## [RECORDS TO PROCESS]

>> begin

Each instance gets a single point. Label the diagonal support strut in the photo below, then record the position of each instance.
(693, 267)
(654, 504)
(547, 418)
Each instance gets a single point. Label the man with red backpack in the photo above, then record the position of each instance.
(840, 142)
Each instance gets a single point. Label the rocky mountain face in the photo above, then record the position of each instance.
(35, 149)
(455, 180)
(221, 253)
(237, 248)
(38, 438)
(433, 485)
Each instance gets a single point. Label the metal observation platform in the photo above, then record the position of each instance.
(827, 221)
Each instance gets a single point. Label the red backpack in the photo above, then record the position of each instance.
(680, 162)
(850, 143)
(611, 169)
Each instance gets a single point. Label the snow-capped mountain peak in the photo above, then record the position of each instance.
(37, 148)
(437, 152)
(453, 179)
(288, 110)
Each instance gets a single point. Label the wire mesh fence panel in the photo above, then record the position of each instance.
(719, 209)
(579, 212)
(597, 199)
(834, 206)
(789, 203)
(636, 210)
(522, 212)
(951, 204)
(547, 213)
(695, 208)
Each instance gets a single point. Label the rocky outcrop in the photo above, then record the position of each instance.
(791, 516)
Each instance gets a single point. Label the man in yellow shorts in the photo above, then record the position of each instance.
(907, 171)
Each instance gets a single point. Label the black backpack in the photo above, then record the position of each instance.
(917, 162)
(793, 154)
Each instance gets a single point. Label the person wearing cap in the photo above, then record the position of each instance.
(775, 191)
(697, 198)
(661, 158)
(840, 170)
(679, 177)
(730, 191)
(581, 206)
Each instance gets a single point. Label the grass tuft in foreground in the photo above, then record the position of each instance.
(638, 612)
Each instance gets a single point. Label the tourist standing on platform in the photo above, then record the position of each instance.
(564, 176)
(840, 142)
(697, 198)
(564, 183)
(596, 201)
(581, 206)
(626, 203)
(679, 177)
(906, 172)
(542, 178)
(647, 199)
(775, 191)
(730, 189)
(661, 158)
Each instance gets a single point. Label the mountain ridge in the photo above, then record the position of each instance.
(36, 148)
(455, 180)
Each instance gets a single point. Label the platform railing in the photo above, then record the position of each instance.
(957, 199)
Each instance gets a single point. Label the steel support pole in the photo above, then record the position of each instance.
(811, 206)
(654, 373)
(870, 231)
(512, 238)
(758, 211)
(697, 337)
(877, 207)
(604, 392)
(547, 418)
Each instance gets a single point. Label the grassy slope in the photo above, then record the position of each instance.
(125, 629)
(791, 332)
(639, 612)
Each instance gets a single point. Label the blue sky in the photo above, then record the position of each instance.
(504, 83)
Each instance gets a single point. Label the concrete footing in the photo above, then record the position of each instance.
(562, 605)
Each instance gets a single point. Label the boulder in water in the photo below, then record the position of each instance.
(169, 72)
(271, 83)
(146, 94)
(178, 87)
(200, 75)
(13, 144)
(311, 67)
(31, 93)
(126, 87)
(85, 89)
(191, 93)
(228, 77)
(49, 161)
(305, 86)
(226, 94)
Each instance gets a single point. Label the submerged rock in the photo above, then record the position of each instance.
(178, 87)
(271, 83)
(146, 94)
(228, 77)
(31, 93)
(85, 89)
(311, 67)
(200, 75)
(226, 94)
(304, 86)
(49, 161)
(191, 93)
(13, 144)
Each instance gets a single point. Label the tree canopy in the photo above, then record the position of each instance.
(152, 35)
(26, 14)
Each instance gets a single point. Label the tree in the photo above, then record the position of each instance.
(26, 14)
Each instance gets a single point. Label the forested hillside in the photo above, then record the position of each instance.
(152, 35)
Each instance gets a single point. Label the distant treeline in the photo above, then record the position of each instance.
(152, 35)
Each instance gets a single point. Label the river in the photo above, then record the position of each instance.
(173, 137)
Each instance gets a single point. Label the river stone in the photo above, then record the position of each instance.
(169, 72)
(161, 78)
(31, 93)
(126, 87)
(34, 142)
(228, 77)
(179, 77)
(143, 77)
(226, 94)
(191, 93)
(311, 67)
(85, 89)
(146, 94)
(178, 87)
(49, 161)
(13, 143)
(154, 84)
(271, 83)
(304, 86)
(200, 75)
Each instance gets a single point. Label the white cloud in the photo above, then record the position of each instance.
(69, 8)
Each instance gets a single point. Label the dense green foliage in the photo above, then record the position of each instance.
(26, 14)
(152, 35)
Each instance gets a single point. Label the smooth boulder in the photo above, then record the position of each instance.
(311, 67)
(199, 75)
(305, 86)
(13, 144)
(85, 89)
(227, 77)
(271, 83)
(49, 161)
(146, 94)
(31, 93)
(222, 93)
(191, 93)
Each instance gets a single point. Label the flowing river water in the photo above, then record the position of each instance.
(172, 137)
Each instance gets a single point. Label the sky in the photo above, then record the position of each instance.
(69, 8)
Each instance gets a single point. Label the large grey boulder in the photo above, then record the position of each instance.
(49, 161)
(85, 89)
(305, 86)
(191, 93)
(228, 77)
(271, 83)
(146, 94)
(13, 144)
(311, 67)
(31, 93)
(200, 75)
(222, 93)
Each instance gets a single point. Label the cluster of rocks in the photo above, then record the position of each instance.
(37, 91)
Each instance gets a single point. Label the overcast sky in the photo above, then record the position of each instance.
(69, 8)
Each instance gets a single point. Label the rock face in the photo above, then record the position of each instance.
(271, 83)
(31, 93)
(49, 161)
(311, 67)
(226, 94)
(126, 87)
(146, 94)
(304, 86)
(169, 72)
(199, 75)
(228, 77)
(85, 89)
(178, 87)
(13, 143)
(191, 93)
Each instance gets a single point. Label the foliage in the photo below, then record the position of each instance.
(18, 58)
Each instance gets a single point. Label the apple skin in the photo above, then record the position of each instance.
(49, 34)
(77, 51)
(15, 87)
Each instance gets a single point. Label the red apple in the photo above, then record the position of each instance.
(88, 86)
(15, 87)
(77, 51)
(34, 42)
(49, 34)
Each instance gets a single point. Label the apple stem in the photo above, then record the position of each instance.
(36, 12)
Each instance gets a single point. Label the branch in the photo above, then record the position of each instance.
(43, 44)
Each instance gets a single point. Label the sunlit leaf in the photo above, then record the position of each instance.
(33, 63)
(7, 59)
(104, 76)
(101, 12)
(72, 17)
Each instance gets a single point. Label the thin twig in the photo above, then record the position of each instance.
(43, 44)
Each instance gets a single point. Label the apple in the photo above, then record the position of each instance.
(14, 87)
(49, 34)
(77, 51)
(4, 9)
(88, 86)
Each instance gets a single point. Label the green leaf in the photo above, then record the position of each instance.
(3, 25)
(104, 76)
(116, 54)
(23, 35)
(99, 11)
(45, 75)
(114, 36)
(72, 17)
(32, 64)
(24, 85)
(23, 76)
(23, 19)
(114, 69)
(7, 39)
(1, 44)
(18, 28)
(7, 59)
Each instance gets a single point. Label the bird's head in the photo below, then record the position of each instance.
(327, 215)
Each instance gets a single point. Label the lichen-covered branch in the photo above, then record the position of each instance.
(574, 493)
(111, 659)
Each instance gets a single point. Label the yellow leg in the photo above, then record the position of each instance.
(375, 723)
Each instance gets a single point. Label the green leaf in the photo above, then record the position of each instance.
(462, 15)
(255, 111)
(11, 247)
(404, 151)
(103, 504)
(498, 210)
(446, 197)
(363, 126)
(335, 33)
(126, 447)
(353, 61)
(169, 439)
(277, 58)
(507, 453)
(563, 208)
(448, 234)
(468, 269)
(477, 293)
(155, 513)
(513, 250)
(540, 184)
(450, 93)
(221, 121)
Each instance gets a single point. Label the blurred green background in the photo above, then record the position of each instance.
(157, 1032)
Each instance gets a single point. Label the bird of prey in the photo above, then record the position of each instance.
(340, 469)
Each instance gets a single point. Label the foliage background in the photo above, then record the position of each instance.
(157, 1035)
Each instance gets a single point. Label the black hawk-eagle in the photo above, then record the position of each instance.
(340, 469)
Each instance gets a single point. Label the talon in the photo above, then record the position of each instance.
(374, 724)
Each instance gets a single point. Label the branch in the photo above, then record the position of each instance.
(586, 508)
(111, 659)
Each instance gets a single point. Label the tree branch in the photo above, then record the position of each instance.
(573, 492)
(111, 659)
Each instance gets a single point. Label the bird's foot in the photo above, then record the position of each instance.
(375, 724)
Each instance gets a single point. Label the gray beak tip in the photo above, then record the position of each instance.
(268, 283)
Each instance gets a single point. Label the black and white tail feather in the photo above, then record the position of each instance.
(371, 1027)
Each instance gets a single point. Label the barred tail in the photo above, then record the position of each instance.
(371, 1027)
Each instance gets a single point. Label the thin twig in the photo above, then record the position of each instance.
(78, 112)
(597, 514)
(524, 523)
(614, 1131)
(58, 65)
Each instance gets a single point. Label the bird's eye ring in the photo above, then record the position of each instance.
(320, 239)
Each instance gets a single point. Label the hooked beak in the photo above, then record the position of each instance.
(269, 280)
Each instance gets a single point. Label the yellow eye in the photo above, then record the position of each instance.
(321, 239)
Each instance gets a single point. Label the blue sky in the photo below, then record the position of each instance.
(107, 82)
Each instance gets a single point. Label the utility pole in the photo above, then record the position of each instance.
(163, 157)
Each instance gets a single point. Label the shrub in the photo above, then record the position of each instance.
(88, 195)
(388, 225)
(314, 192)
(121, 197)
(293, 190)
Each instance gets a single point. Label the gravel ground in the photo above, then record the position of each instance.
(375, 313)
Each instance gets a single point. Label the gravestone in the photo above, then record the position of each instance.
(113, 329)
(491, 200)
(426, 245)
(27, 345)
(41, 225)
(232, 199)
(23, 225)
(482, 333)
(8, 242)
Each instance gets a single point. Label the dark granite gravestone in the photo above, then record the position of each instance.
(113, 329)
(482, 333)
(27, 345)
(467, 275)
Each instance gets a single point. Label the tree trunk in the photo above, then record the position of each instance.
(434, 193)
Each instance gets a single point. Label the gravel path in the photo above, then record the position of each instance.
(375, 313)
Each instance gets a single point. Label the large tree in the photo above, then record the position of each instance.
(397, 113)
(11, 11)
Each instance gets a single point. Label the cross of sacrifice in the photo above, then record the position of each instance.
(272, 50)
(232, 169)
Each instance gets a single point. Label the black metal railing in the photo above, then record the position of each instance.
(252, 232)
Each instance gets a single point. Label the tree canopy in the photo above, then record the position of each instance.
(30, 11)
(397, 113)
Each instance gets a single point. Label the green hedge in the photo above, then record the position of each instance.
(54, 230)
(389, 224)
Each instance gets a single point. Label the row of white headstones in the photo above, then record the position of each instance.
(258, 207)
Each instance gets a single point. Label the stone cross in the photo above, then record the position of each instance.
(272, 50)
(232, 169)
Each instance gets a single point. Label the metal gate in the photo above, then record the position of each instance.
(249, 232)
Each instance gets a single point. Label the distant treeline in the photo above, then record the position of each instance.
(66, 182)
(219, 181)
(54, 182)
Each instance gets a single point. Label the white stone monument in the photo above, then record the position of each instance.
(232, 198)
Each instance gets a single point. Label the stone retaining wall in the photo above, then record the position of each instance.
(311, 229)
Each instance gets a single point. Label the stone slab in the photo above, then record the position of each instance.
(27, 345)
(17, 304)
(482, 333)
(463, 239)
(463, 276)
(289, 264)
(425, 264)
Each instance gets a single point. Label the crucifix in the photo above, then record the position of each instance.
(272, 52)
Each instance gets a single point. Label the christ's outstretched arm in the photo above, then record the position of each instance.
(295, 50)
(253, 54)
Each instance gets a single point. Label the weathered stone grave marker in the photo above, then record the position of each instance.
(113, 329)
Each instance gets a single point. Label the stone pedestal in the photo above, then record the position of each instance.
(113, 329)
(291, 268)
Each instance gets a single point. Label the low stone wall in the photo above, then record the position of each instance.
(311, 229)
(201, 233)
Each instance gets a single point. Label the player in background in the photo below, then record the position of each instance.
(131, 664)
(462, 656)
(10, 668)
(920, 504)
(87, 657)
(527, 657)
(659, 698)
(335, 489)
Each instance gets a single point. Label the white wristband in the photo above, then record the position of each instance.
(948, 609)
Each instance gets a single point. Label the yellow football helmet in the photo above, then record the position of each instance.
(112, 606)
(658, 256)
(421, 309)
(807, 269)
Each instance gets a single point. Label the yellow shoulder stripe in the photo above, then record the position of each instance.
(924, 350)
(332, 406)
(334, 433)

>> end

In the entries above, find the line containing "Each instance gets a single point. Label the white stone". Set down that line and every line after it through the last one, exactly and alone.

Each instance gets a single point. Label the white stone monument in the photo above, then record the position of each instance.
(232, 198)
Each instance gets a single point. Label the stone retaining wall in the photo above, then record the position of each instance.
(311, 229)
Each instance gets a single point. Label the stone slab in the photo above, then record the position of each instance.
(27, 345)
(17, 304)
(482, 333)
(463, 239)
(463, 276)
(289, 264)
(425, 264)
Each instance gets a single point. Label the crucifix in the photo above, then record the position of each instance.
(272, 52)
Each instance gets a single point. Label the christ's outstretched arm in the photo above, then record the position of each instance.
(295, 50)
(253, 54)
Each instance gets a single point. Label the weathered stone grave marker in the photo above, then record the position of each instance.
(113, 329)
Each instance gets a single point. Label the stone pedestal in the photo above, then record the position of each instance.
(113, 329)
(291, 268)
Each instance gets a single point. Label the low stone wall in the photo above, then record the position of each instance.
(311, 229)
(201, 233)
Each instance gets a single point. Label the player in background in the photo below, then record the position of each instance.
(131, 664)
(462, 656)
(10, 668)
(920, 504)
(87, 657)
(527, 657)
(659, 698)
(335, 489)
Each instance gets a single point. Label the white wristband in the photo above, then record the position of each instance.
(948, 609)
Each instance gets a single point. Label the yellow football helmet in the photo above, then record the position of each instance.
(112, 606)
(658, 256)
(421, 309)
(807, 269)
Each instance gets a single point. Label the yellow shoulder stripe in the photo above, then record the position of each instance.
(924, 350)
(332, 406)
(334, 433)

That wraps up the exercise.